What to work on: Repeat the listing below in full, exactly as it stands.

Supplied entries:
==================================================
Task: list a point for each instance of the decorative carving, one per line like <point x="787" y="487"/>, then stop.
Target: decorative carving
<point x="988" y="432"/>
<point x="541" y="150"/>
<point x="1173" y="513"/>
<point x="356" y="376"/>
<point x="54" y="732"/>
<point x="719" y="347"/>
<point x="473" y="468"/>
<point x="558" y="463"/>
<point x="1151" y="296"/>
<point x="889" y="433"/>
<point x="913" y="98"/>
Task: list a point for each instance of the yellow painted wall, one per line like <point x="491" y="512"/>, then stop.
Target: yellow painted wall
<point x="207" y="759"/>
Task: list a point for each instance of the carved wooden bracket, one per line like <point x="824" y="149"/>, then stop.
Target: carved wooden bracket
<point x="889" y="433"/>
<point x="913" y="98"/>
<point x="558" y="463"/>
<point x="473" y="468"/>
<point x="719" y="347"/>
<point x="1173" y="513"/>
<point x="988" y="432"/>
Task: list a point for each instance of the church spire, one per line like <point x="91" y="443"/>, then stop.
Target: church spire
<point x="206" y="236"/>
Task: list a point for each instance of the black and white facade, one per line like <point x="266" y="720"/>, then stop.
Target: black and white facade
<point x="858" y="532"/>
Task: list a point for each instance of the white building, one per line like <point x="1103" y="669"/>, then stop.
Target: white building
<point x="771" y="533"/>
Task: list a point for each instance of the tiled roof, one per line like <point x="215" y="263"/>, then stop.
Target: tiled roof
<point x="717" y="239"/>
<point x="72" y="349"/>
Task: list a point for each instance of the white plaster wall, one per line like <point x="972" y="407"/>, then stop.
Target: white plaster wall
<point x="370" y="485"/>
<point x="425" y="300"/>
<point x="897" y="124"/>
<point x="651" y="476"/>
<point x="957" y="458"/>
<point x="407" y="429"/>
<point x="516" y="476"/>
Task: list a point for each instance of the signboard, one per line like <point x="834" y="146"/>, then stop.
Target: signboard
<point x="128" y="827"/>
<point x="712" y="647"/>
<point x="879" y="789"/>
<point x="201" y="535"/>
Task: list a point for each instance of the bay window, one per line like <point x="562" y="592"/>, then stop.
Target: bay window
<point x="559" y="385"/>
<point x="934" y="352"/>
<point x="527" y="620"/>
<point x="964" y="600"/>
==================================================
Task solution:
Task: list a point for each instance of the decorative carving, one per line like <point x="787" y="487"/>, then stop.
Target: decorative carving
<point x="988" y="432"/>
<point x="541" y="150"/>
<point x="1173" y="513"/>
<point x="356" y="376"/>
<point x="54" y="732"/>
<point x="719" y="347"/>
<point x="473" y="468"/>
<point x="558" y="463"/>
<point x="1151" y="296"/>
<point x="889" y="433"/>
<point x="913" y="98"/>
Task: list a point for each instance of the yellow painted wall, one per line like <point x="491" y="512"/>, then stop.
Target: yellow painted wall
<point x="207" y="759"/>
Task: list a point for each instance of the carved wooden bracket, one per line like <point x="824" y="149"/>, then stop.
Target: carved wooden bracket
<point x="889" y="433"/>
<point x="913" y="98"/>
<point x="558" y="463"/>
<point x="473" y="468"/>
<point x="719" y="347"/>
<point x="1173" y="513"/>
<point x="988" y="432"/>
Task: list a point for each instance of the church spire, one per line like <point x="91" y="443"/>, then stop.
Target: church spire
<point x="206" y="236"/>
Task: list a point for each instance of the black and white facade, one per line like <point x="266" y="720"/>, then stop.
Target: black and white facade
<point x="858" y="532"/>
Task: list a point for each instance of the white building, one per line like <point x="1103" y="669"/>, then stop.
Target: white building
<point x="771" y="533"/>
Task: list a point for each instance of the tiled roof, one per line like <point x="215" y="263"/>, then stop.
Target: tiled roof
<point x="717" y="239"/>
<point x="72" y="349"/>
Task: list a point for each instance of the white plaster wall, one per line like <point x="972" y="407"/>, then stop.
Target: white plaster wall
<point x="370" y="485"/>
<point x="425" y="300"/>
<point x="897" y="124"/>
<point x="651" y="476"/>
<point x="957" y="458"/>
<point x="407" y="429"/>
<point x="516" y="476"/>
Task: list a point for each instance of the signboard, one per line like <point x="834" y="146"/>, then stop.
Target: signboard
<point x="128" y="827"/>
<point x="712" y="647"/>
<point x="879" y="789"/>
<point x="201" y="535"/>
Task: list a point for each instance of the bay window, one per line like <point x="562" y="592"/>, then stop.
Target: bay window
<point x="559" y="385"/>
<point x="934" y="352"/>
<point x="527" y="620"/>
<point x="964" y="600"/>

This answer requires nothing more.